Task requirements
When the line containing "element like <point>498,293</point>" appears in the data below, begin copying there and stop only after the line containing "query | grazing deer".

(Referring expression data)
*** Begin section ***

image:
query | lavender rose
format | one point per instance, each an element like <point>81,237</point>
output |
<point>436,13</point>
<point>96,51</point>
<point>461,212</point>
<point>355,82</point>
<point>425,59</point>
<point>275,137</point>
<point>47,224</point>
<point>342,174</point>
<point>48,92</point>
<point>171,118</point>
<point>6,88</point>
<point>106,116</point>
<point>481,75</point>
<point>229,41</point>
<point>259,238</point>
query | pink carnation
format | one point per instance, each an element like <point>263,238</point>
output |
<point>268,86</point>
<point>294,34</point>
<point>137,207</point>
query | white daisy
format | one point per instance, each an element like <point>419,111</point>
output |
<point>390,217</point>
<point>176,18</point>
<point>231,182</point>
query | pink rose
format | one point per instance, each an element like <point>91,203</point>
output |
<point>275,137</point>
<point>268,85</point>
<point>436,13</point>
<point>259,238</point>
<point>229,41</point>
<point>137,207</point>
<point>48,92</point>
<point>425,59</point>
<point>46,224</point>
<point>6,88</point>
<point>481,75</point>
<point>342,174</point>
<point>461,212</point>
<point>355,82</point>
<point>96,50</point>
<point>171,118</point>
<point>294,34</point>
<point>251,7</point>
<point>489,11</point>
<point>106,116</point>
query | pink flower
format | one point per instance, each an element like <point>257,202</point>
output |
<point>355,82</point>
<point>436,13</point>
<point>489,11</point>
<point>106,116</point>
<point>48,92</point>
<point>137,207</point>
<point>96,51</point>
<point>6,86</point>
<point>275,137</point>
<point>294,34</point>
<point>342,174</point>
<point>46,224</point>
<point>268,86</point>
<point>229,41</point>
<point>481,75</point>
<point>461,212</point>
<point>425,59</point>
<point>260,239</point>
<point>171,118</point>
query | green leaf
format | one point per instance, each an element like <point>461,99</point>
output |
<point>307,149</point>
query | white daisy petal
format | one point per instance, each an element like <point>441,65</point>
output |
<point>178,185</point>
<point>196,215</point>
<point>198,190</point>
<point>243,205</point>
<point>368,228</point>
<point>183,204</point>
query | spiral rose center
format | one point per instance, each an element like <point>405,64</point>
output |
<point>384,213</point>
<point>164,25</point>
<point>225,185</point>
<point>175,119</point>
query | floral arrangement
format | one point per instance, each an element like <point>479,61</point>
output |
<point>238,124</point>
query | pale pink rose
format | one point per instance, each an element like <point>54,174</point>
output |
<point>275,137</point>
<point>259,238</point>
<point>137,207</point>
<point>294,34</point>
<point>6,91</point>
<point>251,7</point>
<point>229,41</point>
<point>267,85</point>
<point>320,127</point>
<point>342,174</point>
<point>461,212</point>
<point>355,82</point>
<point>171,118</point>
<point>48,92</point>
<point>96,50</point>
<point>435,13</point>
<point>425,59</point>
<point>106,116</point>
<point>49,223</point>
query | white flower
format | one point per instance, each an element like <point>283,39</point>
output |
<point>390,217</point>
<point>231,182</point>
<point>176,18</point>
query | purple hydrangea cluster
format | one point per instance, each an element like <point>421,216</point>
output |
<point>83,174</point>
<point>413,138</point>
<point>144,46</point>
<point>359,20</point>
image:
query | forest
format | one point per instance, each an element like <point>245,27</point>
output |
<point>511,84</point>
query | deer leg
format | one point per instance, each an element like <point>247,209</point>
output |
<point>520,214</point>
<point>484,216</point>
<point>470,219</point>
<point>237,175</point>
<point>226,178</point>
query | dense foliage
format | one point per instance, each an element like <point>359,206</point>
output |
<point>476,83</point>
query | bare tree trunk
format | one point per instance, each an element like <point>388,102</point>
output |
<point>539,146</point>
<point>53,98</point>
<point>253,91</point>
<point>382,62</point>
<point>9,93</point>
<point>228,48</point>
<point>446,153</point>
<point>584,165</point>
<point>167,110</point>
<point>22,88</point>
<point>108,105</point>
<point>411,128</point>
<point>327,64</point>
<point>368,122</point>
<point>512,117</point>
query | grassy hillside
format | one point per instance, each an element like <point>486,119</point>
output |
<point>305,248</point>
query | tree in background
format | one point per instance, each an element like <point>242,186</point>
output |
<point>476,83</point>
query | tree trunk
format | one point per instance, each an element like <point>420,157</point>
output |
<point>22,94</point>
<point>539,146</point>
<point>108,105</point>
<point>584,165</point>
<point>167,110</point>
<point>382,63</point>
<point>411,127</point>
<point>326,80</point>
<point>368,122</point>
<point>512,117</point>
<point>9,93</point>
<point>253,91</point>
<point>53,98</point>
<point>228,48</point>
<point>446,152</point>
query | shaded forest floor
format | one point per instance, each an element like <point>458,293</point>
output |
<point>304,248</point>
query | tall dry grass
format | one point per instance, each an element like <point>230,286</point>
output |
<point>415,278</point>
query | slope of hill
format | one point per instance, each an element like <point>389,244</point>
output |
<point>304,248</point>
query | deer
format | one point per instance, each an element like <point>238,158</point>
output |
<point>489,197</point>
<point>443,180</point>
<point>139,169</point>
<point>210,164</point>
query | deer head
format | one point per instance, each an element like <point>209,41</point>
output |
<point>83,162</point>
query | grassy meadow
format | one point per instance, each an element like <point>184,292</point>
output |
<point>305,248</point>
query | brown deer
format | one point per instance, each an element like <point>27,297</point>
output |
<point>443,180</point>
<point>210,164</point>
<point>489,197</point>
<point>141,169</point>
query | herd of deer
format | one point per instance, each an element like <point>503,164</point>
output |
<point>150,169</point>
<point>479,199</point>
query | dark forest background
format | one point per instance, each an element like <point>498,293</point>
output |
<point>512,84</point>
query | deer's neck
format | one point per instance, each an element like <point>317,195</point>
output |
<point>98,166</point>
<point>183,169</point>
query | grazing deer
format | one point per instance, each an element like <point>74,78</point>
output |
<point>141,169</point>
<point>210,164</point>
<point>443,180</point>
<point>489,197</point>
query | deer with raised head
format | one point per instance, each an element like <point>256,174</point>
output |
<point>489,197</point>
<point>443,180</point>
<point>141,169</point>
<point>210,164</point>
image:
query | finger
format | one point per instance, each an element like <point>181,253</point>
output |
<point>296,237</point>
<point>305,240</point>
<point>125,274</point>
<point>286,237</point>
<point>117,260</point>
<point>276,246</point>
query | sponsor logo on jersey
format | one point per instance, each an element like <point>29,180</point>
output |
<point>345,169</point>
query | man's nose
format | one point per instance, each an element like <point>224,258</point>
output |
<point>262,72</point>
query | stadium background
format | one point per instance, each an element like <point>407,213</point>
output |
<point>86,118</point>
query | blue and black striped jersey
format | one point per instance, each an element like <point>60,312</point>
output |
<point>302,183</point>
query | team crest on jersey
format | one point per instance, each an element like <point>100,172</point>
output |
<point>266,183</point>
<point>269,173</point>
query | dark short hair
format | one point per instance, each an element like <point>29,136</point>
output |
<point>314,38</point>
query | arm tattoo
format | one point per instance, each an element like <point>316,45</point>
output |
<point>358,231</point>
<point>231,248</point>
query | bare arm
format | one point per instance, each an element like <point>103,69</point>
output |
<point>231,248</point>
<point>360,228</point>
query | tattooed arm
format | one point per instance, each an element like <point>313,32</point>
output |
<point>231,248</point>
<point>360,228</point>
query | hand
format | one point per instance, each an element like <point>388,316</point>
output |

*** End section ***

Task output
format | one point per instance, each an element like <point>498,293</point>
output |
<point>512,84</point>
query | deer's neck
format | one point per instance, each an element like <point>317,195</point>
output |
<point>98,166</point>
<point>183,169</point>
query | grazing deer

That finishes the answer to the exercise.